#### [REQUIREMENT]
Everything from the line containing "the person's arm" through the end of the entries below must be set down exactly, and nothing else.

#### [DATA TO USE]

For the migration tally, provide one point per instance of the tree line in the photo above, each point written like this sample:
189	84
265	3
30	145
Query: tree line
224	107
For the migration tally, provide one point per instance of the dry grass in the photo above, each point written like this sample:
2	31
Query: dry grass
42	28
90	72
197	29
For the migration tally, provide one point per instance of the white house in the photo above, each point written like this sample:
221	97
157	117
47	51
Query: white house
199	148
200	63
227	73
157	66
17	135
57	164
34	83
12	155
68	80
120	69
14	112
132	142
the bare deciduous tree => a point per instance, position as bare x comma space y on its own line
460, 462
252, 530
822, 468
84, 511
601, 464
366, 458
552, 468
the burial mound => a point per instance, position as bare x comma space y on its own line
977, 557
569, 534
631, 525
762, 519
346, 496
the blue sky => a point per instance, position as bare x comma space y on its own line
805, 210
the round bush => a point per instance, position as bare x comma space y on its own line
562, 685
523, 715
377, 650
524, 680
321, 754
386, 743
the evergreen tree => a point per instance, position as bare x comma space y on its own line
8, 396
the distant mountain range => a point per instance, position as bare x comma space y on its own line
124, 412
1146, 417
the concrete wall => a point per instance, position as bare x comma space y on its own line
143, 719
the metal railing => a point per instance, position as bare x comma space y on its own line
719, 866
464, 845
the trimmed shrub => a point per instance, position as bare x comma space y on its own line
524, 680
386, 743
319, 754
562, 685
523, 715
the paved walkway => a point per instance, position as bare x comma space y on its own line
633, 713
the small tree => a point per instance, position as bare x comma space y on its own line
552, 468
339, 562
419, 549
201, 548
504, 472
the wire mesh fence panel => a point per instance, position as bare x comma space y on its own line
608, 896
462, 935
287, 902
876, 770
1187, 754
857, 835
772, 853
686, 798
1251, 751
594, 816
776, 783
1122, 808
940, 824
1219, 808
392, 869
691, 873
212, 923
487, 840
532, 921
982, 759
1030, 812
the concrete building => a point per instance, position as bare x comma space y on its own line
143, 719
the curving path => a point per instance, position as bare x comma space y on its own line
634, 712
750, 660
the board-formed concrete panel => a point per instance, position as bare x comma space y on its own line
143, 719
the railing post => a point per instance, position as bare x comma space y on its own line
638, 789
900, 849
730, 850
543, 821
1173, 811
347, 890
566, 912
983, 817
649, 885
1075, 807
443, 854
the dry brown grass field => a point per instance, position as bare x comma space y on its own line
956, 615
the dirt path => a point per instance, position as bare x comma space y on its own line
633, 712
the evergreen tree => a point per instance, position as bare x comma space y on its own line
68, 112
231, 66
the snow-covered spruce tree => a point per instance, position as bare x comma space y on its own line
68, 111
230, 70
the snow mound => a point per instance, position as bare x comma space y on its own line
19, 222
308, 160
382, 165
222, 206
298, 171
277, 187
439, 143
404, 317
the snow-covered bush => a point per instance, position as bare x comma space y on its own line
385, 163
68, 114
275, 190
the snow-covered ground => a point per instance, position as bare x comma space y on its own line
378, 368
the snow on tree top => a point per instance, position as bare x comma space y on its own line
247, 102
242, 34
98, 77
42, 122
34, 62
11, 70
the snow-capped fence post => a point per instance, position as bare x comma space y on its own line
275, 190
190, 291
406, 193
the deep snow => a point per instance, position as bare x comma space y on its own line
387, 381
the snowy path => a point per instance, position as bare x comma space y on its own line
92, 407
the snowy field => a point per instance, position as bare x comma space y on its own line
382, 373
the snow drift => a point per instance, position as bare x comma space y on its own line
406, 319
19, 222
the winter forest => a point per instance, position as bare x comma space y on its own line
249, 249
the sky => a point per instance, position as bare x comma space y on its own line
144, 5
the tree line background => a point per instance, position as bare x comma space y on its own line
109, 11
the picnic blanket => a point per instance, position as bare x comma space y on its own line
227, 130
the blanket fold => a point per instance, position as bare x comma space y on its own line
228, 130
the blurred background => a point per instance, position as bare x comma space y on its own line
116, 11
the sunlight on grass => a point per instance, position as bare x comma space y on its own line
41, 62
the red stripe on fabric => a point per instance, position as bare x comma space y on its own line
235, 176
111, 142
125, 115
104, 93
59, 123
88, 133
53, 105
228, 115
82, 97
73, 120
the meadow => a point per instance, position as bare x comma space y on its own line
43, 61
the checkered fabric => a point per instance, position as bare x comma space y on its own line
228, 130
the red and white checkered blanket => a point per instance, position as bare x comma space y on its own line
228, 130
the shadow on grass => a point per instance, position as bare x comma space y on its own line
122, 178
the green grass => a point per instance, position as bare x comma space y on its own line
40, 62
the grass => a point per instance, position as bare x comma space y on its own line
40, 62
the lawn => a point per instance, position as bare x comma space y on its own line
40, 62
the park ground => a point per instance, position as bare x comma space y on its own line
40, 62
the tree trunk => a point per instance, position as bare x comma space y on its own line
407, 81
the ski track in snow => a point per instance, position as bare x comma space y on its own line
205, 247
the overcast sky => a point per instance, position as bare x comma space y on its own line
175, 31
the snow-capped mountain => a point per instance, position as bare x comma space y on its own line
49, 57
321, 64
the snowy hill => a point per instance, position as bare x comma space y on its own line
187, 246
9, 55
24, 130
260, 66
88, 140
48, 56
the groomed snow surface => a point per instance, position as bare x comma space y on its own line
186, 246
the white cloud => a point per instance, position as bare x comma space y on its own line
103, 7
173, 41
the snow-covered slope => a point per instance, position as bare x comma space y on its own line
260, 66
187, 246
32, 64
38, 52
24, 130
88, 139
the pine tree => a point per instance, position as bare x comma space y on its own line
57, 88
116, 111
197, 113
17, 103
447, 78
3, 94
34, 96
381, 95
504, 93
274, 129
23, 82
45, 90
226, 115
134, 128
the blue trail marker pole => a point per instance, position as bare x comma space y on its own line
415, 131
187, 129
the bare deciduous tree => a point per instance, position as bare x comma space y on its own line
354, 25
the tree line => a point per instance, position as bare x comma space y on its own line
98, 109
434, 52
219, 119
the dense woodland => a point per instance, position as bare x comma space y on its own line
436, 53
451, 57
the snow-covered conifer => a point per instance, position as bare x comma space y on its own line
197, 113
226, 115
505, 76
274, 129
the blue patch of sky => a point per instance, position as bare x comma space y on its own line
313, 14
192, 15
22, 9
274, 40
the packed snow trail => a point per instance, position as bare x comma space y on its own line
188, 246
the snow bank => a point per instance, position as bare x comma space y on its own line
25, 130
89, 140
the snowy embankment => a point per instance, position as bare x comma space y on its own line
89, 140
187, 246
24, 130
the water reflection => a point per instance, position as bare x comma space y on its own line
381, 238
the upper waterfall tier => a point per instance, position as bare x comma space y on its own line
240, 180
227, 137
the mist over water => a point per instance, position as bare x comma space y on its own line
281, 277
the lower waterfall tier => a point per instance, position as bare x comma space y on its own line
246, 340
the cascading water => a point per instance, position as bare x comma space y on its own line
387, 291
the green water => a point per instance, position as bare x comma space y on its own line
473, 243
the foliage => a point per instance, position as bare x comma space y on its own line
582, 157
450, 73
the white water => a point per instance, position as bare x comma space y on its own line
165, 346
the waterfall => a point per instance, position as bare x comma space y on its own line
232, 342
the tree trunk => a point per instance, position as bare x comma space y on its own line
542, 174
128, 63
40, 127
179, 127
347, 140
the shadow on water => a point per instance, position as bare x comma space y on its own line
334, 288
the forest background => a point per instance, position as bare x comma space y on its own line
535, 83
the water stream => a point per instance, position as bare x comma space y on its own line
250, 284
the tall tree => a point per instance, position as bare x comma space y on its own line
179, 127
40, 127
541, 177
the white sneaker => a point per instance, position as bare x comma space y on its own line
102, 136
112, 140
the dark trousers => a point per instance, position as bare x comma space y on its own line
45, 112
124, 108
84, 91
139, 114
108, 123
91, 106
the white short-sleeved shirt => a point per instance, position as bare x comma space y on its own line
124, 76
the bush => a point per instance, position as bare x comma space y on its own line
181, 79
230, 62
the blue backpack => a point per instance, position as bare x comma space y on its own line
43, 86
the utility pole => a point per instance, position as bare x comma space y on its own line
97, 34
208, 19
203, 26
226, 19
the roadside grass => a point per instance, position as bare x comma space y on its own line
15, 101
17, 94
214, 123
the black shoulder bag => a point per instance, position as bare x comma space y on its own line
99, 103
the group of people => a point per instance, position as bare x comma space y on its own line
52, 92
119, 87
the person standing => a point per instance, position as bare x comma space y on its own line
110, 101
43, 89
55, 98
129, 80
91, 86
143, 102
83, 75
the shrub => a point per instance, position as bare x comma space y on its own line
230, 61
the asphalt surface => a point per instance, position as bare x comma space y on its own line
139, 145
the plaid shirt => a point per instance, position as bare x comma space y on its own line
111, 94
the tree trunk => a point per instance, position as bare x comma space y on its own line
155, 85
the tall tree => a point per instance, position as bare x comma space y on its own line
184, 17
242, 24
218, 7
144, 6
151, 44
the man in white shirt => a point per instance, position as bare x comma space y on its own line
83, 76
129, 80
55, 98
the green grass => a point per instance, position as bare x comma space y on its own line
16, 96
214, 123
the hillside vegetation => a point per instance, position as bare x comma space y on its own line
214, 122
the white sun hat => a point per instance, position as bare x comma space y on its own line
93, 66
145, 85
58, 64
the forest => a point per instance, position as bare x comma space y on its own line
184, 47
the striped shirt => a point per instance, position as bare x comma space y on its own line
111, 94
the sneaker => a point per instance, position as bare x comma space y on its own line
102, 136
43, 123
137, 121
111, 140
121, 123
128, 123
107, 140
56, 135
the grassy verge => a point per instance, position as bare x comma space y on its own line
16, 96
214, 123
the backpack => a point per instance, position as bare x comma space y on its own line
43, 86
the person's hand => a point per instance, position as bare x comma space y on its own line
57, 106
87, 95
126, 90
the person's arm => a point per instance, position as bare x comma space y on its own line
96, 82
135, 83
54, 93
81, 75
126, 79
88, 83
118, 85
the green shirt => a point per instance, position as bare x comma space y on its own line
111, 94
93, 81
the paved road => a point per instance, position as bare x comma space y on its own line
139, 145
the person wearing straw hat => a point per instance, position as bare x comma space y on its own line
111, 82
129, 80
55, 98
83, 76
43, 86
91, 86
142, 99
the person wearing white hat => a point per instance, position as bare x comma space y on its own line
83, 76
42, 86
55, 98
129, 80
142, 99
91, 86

#### [RESPONSE AREA]
the person's arm => a point per instance, position as bare x comma space y on its own line
96, 82
135, 83
54, 93
81, 75
126, 79
88, 83
118, 85
the green shirt => a point per instance, position as bare x comma space y on its own line
111, 94
93, 81
the paved road => a point per instance, position as bare x comma space y on its own line
139, 145
the person wearing straw hat => a point per instance, position as bare x comma space y on its own line
111, 82
129, 80
55, 98
83, 76
43, 86
91, 86
142, 99
the person wearing white hat => a point per instance, position as bare x comma space y on its own line
83, 76
42, 86
55, 98
129, 80
142, 99
91, 86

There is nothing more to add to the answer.